_WRITTEN EXERCISE_
Could you rewrite the lines from the first one through the line holding "x=351, y=196", inclusive, adding 57 to each x and y coordinate in the answers? Keep the requests and their sample coordinates unchanged.
>> BEGIN EXERCISE MATERIAL
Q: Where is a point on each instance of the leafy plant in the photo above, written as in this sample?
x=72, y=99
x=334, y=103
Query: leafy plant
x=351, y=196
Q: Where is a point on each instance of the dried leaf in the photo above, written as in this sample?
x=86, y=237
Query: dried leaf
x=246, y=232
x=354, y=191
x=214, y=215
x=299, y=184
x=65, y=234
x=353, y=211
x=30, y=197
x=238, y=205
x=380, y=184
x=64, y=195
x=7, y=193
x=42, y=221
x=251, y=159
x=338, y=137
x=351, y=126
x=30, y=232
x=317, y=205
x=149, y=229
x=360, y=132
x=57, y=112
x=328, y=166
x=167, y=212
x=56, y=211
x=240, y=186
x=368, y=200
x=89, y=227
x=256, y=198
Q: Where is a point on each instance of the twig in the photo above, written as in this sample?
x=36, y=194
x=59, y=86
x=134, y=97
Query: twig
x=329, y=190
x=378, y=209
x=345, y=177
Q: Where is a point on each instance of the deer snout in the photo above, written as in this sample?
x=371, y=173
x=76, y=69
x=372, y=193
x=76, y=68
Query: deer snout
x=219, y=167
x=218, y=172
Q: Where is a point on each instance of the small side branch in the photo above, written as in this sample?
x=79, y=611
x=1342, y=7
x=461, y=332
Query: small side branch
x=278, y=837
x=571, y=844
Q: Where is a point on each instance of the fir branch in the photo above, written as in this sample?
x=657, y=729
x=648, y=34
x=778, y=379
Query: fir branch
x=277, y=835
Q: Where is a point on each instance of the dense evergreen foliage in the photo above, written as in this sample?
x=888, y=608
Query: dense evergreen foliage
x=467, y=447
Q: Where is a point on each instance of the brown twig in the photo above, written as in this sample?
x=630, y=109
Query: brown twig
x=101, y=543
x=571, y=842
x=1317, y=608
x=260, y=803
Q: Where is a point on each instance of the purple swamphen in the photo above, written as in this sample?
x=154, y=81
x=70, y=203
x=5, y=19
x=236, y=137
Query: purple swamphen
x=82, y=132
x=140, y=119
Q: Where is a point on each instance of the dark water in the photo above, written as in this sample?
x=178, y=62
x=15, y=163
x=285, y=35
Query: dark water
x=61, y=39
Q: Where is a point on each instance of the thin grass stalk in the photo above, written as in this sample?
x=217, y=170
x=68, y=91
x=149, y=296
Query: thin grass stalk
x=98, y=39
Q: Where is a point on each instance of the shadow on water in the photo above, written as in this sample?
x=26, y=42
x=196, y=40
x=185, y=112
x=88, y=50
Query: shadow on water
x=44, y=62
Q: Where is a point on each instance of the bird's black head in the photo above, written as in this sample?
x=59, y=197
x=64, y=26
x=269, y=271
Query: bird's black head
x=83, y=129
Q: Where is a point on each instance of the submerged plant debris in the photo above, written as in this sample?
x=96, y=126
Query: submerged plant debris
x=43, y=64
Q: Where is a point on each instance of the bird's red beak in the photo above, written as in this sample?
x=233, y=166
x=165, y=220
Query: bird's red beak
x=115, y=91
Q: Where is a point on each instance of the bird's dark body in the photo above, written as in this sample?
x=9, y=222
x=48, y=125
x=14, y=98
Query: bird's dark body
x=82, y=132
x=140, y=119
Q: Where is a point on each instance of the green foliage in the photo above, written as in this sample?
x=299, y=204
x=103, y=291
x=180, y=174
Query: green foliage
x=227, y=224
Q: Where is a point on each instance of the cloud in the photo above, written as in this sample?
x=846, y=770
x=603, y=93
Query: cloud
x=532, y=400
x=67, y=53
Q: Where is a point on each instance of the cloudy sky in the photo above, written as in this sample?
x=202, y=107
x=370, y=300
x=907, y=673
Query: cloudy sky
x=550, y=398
>> END EXERCISE MATERIAL
_EXERCISE OUTPUT_
Q: Where is a point on each instance of the leafy plant in the photo above, written as in this sample?
x=72, y=99
x=334, y=103
Query: leafy plant
x=408, y=253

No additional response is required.